- _THE PROBLEM_: With the pictures left out, write every entry down exactly.

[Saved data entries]
**********

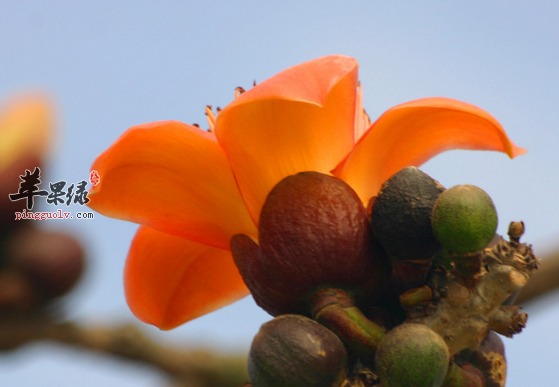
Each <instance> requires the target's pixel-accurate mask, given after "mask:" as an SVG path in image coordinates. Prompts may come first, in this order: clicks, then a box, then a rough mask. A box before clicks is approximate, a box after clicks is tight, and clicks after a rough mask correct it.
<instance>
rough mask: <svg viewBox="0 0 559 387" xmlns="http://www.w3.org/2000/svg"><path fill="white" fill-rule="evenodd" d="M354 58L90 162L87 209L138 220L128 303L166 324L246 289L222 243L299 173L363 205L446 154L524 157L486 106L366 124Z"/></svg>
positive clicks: (159, 321)
mask: <svg viewBox="0 0 559 387" xmlns="http://www.w3.org/2000/svg"><path fill="white" fill-rule="evenodd" d="M357 70H358V64H357V61H356V60H355V59H352V58H349V57H346V56H341V55H333V56H326V57H322V58H318V59H315V60H312V61H309V62H306V63H303V64H300V65H298V66H294V67H291V68H289V69H287V70H285V71H283V72H281V73H279V74H277V75H276V76H274V77H272V78H270V79H268V80H266V81H264V82H262V83H261V84H259V85H257V86H255V87H254V88H252V89H251V90H248V91H247V92H245V93H242V94H240V95H239V96H238V97H237V98H236V99H234V100H233V101H232V102H231V103H230V104H229V105H228V106H226V107H225V108H224V109H223V110H221V111H220V112H219V113H218V116H217V117H215V116H213V115H212V114H210V116H209V122H210V131H209V132H206V131H203V130H201V129H199V128H197V127H195V126H192V125H187V124H183V123H180V122H176V121H165V122H154V123H149V124H144V125H138V126H134V127H132V128H130V129H129V130H128V131H126V132H125V133H124V134H123V135H122V136H121V137H120V138H119V139H118V140H117V141H116V142H115V143H114V144H113V145H112V146H111V147H110V148H109V149H108V150H106V151H105V152H104V153H103V154H101V155H100V156H99V157H98V158H97V160H95V162H94V163H93V166H92V169H94V170H97V171H98V173H99V176H100V177H101V180H100V183H99V184H98V185H96V186H95V187H93V188H92V189H91V191H90V194H89V196H90V198H91V201H90V203H89V205H90V207H92V208H93V209H95V210H97V211H99V212H101V213H103V214H105V215H107V216H111V217H115V218H120V219H124V220H129V221H132V222H136V223H139V224H141V227H140V228H139V230H138V232H137V234H136V236H135V237H134V240H133V242H132V246H131V248H130V252H129V254H128V258H127V261H126V267H125V275H124V283H125V292H126V298H127V301H128V304H129V305H130V308H131V309H132V312H133V313H134V314H135V315H136V316H137V317H138V318H139V319H140V320H142V321H144V322H146V323H150V324H153V325H156V326H158V327H160V328H161V329H171V328H173V327H176V326H178V325H180V324H183V323H184V322H186V321H188V320H191V319H194V318H196V317H198V316H201V315H203V314H205V313H208V312H211V311H213V310H215V309H217V308H220V307H222V306H225V305H227V304H230V303H232V302H234V301H236V300H238V299H240V298H242V297H244V296H246V295H247V294H248V290H247V288H246V286H245V285H244V283H243V280H242V278H241V276H240V275H239V272H238V270H237V268H236V267H235V264H234V263H233V259H232V257H231V252H230V247H229V243H230V239H231V237H232V236H233V235H235V234H239V233H243V234H247V235H249V236H251V237H253V238H254V239H257V235H258V233H257V222H258V218H259V214H260V211H261V208H262V205H263V203H264V201H265V199H266V196H267V194H268V192H270V190H271V189H272V188H273V187H274V186H275V185H276V183H278V182H279V181H280V180H281V179H283V178H284V177H286V176H289V175H292V174H295V173H297V172H301V171H317V172H321V173H329V174H332V175H333V176H336V177H338V178H340V179H342V180H344V181H346V182H347V183H349V184H350V185H351V186H352V188H353V189H354V190H355V191H356V192H357V194H358V195H359V197H360V199H361V200H362V201H363V202H364V203H365V204H366V203H367V202H368V200H369V198H371V197H372V196H374V195H375V194H376V193H377V192H378V190H379V189H380V186H381V185H382V183H383V182H384V181H385V180H386V179H387V178H388V177H390V176H391V175H392V174H393V173H395V172H397V171H398V170H400V169H401V168H403V167H406V166H409V165H414V166H419V165H420V164H422V163H423V162H425V161H426V160H428V159H429V158H431V157H433V156H435V155H437V154H438V153H440V152H442V151H445V150H449V149H479V150H495V151H500V152H504V153H506V154H508V155H509V157H511V158H512V157H515V156H518V155H520V154H523V153H525V150H524V149H522V148H519V147H517V146H516V145H515V144H513V143H512V142H511V141H510V140H509V138H508V137H507V135H506V133H505V131H504V129H503V128H502V127H501V125H500V124H499V122H498V121H497V120H496V119H495V118H494V117H492V116H491V115H490V114H489V113H487V112H485V111H484V110H482V109H480V108H478V107H475V106H472V105H470V104H467V103H464V102H460V101H456V100H452V99H446V98H425V99H419V100H415V101H412V102H408V103H405V104H402V105H398V106H395V107H393V108H392V109H390V110H388V111H387V112H385V113H384V114H383V115H382V116H381V117H380V118H379V119H378V120H377V121H375V122H374V123H372V124H370V122H369V119H368V117H367V115H366V114H365V112H364V111H363V108H362V96H361V87H360V86H359V84H358V78H357Z"/></svg>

**********

- _COMPLETED TASK_:
Each <instance> requires the target's pixel-accurate mask, given after "mask:" as an SVG path in image coordinates. Prompts may come first, in this order: clicks, then a box, then a rough mask. A box before clicks is approximate, a box after clicks is tight, and clicks after a rough mask correct it.
<instance>
rough mask: <svg viewBox="0 0 559 387" xmlns="http://www.w3.org/2000/svg"><path fill="white" fill-rule="evenodd" d="M354 58L90 162L87 209L138 220L128 303L166 324L246 289L222 243L299 173L363 205L446 154L524 157L486 106L366 124Z"/></svg>
positive clicks: (159, 321)
mask: <svg viewBox="0 0 559 387" xmlns="http://www.w3.org/2000/svg"><path fill="white" fill-rule="evenodd" d="M357 70H358V64H357V61H356V60H355V59H352V58H349V57H346V56H341V55H333V56H326V57H322V58H318V59H315V60H312V61H309V62H306V63H303V64H300V65H298V66H294V67H291V68H289V69H287V70H285V71H283V72H281V73H279V74H277V75H276V76H274V77H272V78H270V79H268V80H266V81H264V82H262V83H261V84H259V85H257V86H255V87H254V88H252V89H251V90H248V91H247V92H245V93H242V94H240V95H239V96H238V97H237V98H236V99H234V100H233V101H232V102H231V103H230V104H229V105H228V106H226V107H225V108H224V109H223V110H221V111H220V112H219V113H218V116H217V117H215V116H213V115H212V114H210V116H209V122H210V131H209V132H206V131H203V130H201V129H199V128H197V127H195V126H192V125H187V124H183V123H180V122H176V121H165V122H154V123H149V124H144V125H138V126H134V127H132V128H130V129H129V130H128V131H126V132H125V133H124V134H123V135H122V136H121V137H120V138H119V139H118V140H117V141H116V142H115V143H114V144H113V145H112V146H111V147H110V148H109V149H108V150H106V151H105V152H104V153H103V154H101V155H100V156H99V157H98V158H97V160H95V162H94V163H93V166H92V169H94V170H97V171H98V173H99V176H100V177H101V180H100V183H99V184H98V185H96V186H95V187H93V188H92V189H91V191H90V194H89V196H90V198H91V201H90V203H89V205H90V207H92V208H93V209H95V210H97V211H99V212H101V213H103V214H105V215H107V216H111V217H115V218H120V219H124V220H129V221H132V222H136V223H139V224H141V227H140V228H139V230H138V232H137V234H136V236H135V237H134V240H133V242H132V246H131V248H130V252H129V254H128V258H127V261H126V267H125V275H124V283H125V292H126V298H127V301H128V304H129V305H130V308H131V309H132V312H133V313H134V314H135V315H136V316H137V317H138V318H139V319H140V320H142V321H144V322H146V323H150V324H153V325H156V326H158V327H160V328H161V329H171V328H173V327H176V326H178V325H180V324H183V323H184V322H186V321H188V320H191V319H194V318H196V317H198V316H201V315H203V314H205V313H208V312H211V311H213V310H215V309H217V308H220V307H222V306H225V305H227V304H230V303H232V302H234V301H236V300H238V299H240V298H242V297H244V296H246V295H247V294H248V290H247V288H246V286H245V285H244V283H243V280H242V278H241V276H240V275H239V272H238V270H237V268H236V267H235V264H234V263H233V259H232V257H231V252H230V247H229V243H230V239H231V237H232V236H233V235H235V234H239V233H243V234H247V235H249V236H251V237H253V238H254V239H257V235H258V233H257V222H258V218H259V214H260V211H261V208H262V205H263V203H264V201H265V199H266V196H267V194H268V192H270V190H271V189H272V188H273V187H274V186H275V185H276V183H278V182H279V181H280V180H281V179H283V178H284V177H286V176H289V175H292V174H295V173H297V172H301V171H317V172H321V173H329V174H332V175H333V176H336V177H338V178H340V179H342V180H344V181H346V182H347V183H349V184H350V185H351V186H352V188H353V189H354V190H355V191H356V192H357V194H358V195H359V197H360V199H361V200H362V201H363V202H364V203H365V204H366V203H367V202H368V200H369V198H371V197H372V196H374V195H375V194H376V193H377V192H378V190H379V189H380V186H381V185H382V183H383V182H384V181H385V180H386V179H387V178H388V177H390V176H391V175H392V174H393V173H395V172H397V171H398V170H400V169H401V168H403V167H406V166H409V165H414V166H419V165H420V164H422V163H423V162H425V161H426V160H428V159H429V158H431V157H433V156H435V155H437V154H438V153H440V152H442V151H445V150H449V149H479V150H495V151H500V152H504V153H506V154H508V155H509V157H511V158H512V157H515V156H518V155H520V154H523V153H525V150H524V149H522V148H519V147H517V146H516V145H515V144H513V143H512V142H511V141H510V140H509V138H508V137H507V135H506V133H505V131H504V129H503V128H502V127H501V125H500V124H499V122H498V121H497V120H496V119H495V118H494V117H492V116H491V115H490V114H489V113H487V112H485V111H484V110H482V109H480V108H478V107H475V106H472V105H470V104H467V103H464V102H460V101H456V100H452V99H446V98H425V99H419V100H415V101H412V102H408V103H405V104H402V105H398V106H395V107H393V108H392V109H390V110H388V111H387V112H385V113H384V114H383V115H382V116H381V117H380V118H379V119H378V120H377V121H375V122H374V123H372V124H370V122H369V119H368V117H367V115H366V114H365V112H364V111H363V108H362V96H361V87H360V86H359V84H358V78H357Z"/></svg>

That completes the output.